• _Exercise objective_
Please quote the stretch of items from the line containing "point per instance: palm tree -- pixel" through the last line of the items, with both ends included and every line copied word for word.

Named-object pointing items
++++++++++

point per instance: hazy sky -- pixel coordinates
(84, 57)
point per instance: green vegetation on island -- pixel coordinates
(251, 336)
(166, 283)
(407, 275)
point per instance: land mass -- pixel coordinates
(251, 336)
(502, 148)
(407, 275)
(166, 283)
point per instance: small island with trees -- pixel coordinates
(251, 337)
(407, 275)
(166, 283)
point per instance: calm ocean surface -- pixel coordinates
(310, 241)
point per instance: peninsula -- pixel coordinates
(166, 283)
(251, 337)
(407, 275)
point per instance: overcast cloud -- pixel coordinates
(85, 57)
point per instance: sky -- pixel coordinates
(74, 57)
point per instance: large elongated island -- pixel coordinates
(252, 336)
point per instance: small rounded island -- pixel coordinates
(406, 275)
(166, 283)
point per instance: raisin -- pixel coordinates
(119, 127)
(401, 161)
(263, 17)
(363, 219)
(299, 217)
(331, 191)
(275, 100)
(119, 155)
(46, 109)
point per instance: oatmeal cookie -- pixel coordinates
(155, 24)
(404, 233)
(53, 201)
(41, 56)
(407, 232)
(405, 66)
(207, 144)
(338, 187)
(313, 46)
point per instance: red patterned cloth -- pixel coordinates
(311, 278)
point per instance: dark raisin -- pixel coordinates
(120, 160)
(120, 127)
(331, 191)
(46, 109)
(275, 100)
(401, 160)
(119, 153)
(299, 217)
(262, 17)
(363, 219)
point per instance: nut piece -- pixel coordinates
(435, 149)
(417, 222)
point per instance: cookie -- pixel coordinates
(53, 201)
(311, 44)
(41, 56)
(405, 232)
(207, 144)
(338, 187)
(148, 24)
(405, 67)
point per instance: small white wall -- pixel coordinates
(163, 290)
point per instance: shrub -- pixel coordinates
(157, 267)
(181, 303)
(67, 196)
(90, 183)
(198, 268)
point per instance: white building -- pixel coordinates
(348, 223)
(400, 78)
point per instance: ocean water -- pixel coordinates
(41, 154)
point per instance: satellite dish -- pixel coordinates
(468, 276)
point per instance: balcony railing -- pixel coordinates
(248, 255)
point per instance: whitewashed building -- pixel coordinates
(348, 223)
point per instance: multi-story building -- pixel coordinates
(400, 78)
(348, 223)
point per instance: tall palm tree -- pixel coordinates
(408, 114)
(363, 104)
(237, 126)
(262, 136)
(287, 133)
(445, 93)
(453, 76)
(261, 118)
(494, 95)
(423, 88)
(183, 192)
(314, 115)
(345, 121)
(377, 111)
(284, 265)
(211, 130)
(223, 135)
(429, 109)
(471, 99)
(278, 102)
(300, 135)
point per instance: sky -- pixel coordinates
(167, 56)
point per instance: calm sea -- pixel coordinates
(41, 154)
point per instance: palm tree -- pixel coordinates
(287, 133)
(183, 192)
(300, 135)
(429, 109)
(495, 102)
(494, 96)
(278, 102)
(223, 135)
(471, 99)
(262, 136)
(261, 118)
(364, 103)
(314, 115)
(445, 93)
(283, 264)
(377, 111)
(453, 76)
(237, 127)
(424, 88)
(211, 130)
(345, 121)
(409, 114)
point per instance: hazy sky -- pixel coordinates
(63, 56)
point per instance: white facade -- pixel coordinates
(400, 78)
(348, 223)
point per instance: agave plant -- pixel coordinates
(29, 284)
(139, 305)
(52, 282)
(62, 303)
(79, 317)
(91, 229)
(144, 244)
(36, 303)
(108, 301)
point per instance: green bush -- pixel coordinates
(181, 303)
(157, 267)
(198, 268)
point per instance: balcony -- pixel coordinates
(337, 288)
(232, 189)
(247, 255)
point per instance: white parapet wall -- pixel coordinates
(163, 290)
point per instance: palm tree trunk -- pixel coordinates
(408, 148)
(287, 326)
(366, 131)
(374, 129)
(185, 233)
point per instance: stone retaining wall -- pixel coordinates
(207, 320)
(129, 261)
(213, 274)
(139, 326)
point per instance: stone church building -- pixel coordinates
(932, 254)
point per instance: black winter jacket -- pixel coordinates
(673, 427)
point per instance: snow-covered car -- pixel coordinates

++++++++++

• _Solution to this task_
point per instance: palm tree -- pixel coordinates
(287, 133)
(183, 192)
(300, 135)
(429, 109)
(495, 102)
(494, 96)
(278, 102)
(223, 135)
(471, 99)
(262, 136)
(261, 118)
(364, 103)
(314, 115)
(445, 93)
(283, 264)
(377, 111)
(453, 76)
(237, 127)
(424, 88)
(211, 130)
(345, 121)
(409, 114)
point per instance: hazy sky -- pixel coordinates
(63, 56)
point per instance: white facade -- pixel coordinates
(400, 78)
(348, 223)
point per instance: agave plant -- pixel coordinates
(29, 284)
(139, 305)
(52, 282)
(62, 303)
(79, 317)
(91, 229)
(144, 244)
(36, 303)
(108, 301)
point per instance: green bush -- pixel coordinates
(181, 303)
(157, 267)
(198, 268)
point per instance: balcony -- pixel coordinates
(337, 288)
(232, 189)
(247, 255)
point per instance: white parapet wall -- pixel coordinates
(163, 290)
point per instance: palm tree trunk -- pixel coordinates
(408, 148)
(287, 326)
(366, 131)
(374, 129)
(185, 233)
point per instance: stone retaining wall -- pixel coordinates
(207, 320)
(129, 261)
(213, 274)
(139, 326)
point per instance: stone church building -- pixel coordinates
(932, 254)
point per instance: black winter jacket -- pixel coordinates
(673, 427)
point per instance: snow-covered car -- pixel coordinates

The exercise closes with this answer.